**To-do list:**
A – In the realtime diarization page, channel diarization returns a separate transcript for each audio channel. In one to three sentences, explain what the page says this approach gains.
B – Answer these questions from the realtime diarization page:
(i) To enable speaker diarization, what value must diarization be set to in the transcription config?
(ii) Which speaker label is used when no speaker can be identified?
(iii) In channel diarization, which config field holds the labels for each channel?

----- Page text

Speech to TextRealtime Transcription

Realtime diarization

Learn how to use the Speechmatics API to separate speakers in real-time

To learn more about diarization as a feature, check out the diarization page.

Overview

Real-time diarization offers the following ways to separate speakers in audio:

Speaker diarization — Identifies each speaker by their voice.
Useful when there are multiple speakers in the same audio stream.
Channel diarization — Transcribes each audio channel separately.
Useful when each speaker is recorded on their own channel.
Channel & speaker diarization — Combines both methods.
Each channel is transcribed separately, with unique speakers identified within each channel.
Useful when multiple speakers are present across multiple channels.

Speaker diarization

Speaker diarization picks out different speakers from the audio stream based on acoustic matching.

To enable Speaker diarization, diarization must be set to speaker in the transcription config:

{
  "type": "transcription",
  "transcription_config": {
    "language": "en",
    "diarization": "speaker"
  }
}

When diarization is enabled, each word and punctuation object in the transcript includes a speaker property that identifies who spoke it. There are two types of labels:

S# – S stands for speaker, and # is a sequential number identifying each speaker. S1 appears first in the results, followed by S2, S3, and so on.
UU – Used when the speaker cannot be identified or diarization is not applied, for example, if background noise is transcribed as speech but no speaker can be determined.

  "results": [
    {
      "alternatives": [
        {
          "confidence": 0.93,
          "content": "hello",
          "language": "en",
          "speaker": "S1"
        }
      ],
    },
    {
      "alternatives": [
        {
          "confidence": 1.0,
          "content": "hi",
          "language": "en",
          "speaker": "S2"
        }
      ],
    }]

Channel diarization

Channel diarization processes audio with multiple channels and returns a separate transcript for each one. This gives you perfect speaker separation at the channel level and more accurate handling of cross-talk.

To enable channel diarization, diarization must be set to channel and labels for each channel provided in channel_diarization_labels in the transcription config of the StartRecognition message:

{
  "type": "transcription",
  "transcription_config": {
    "language": "en",
    "diarization": "channel",
    "channel_diarization_labels": ["New_York", "Shanghai"]
  }
}

You should see a channels field in the RecognitionStarted message which lists all the channels you requested:

{
  "message": "RecognitionStarted",
  ...

----------
----- Record extracts

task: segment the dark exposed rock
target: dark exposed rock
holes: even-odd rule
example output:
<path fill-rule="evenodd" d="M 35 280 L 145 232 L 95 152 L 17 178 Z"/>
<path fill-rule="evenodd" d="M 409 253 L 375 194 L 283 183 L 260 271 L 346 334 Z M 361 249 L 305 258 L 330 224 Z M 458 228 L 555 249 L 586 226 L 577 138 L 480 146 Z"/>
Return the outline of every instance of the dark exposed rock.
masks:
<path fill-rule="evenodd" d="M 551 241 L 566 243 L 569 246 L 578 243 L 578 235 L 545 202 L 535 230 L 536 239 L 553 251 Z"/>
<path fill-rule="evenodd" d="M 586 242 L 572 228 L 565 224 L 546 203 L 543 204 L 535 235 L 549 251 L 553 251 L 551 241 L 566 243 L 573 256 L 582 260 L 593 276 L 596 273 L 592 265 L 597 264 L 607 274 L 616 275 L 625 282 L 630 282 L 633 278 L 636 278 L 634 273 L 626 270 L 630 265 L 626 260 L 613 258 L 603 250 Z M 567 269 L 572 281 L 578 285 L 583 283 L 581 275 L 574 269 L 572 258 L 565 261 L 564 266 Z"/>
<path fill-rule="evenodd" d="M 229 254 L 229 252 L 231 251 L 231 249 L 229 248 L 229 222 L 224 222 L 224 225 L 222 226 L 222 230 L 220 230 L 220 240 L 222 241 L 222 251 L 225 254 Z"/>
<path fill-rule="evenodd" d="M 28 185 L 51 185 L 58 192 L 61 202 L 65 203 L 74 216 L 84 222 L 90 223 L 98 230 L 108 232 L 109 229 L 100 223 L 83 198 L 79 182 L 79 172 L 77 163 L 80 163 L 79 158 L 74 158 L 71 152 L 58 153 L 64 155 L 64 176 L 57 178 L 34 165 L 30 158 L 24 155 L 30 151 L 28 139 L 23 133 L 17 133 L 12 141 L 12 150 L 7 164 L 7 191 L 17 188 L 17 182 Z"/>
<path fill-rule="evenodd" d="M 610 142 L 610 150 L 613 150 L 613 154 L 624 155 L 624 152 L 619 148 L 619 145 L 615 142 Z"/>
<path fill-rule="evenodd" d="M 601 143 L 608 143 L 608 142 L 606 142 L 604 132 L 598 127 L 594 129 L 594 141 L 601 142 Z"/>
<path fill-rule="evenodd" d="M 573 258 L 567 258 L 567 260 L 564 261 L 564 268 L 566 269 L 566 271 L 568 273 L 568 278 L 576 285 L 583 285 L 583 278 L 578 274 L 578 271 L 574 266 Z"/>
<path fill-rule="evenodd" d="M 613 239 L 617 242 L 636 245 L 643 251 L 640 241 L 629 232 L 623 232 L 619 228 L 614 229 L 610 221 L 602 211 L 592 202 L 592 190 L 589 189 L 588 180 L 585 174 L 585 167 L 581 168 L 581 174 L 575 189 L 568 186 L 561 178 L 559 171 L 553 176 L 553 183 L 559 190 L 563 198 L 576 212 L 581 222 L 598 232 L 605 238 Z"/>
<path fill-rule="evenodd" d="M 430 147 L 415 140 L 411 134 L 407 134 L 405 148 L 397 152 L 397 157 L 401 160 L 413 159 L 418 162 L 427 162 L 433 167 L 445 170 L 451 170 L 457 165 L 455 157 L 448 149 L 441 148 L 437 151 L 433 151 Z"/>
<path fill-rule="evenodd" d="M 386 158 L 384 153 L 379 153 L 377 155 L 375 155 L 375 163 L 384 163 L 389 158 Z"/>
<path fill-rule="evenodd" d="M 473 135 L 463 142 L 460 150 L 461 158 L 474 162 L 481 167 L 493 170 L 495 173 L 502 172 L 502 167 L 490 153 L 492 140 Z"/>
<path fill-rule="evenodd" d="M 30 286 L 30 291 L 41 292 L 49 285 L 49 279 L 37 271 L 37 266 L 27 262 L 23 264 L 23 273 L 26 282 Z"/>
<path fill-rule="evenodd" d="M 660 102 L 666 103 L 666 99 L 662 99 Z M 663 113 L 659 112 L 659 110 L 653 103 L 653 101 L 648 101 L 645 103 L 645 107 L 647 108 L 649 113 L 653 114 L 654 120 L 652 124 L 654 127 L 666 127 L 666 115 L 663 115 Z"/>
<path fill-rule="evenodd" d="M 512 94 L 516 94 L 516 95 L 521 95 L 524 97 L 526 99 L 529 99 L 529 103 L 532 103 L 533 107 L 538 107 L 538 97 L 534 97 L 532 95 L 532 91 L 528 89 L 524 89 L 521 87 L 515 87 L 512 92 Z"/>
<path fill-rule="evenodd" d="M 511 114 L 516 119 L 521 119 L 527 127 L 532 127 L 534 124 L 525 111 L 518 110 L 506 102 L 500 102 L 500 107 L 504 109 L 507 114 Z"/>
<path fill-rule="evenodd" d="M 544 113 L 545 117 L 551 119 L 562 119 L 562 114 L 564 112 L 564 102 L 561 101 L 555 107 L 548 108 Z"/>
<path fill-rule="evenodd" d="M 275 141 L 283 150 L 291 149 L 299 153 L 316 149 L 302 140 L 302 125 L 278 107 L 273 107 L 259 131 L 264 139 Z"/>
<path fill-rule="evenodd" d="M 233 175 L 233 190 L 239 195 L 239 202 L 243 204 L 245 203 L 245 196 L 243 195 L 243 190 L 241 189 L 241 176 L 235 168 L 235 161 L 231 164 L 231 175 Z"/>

----------

**Written responses:**
A – Because each channel gets its own transcript, channel diarization gives perfect speaker separation at the channel level. It also handles cross-talk more accurately. The page recommends it when each speaker is recorded on their own channel.

B –
(i) speaker
(ii) UU
(iii) channel_diarization_labels